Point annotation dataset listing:
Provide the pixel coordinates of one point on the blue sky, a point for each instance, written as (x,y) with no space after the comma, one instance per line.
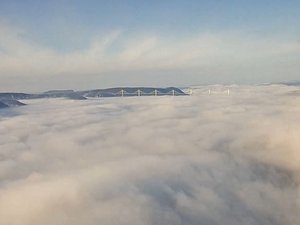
(131,42)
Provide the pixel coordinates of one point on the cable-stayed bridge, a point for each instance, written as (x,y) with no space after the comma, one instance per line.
(133,91)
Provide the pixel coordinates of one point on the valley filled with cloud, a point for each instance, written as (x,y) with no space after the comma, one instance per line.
(202,159)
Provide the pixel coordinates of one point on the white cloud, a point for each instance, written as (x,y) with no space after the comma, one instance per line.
(224,56)
(198,159)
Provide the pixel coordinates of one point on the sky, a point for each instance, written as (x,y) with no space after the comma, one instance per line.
(76,44)
(188,160)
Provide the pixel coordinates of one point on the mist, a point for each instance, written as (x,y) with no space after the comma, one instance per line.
(201,159)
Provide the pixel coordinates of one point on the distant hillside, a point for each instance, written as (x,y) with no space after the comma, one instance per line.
(108,92)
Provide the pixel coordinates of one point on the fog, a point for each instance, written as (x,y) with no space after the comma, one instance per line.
(201,159)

▶ What you need to do:
Reproduce the stretch of the listing from the line containing "Provide the pixel coordinates of one point on the mist, a" through the end of the listing, requests included. Shift every answer coordinate by adding 135 to each number.

▶ Solved exercise:
Provide the pixel coordinates of one point on the mist, a point for each instance, written as (x,y) with no space after the comma, one instance per line.
(336,294)
Provide the pixel coordinates of one point on the distant hillside, a point for each instance, written as (x,y) with no space after the comma, one instance per line.
(243,227)
Provide the pixel coordinates of one point on the fog, a point for each instance, written as (x,y) with no space after the comma, one instance per line.
(336,294)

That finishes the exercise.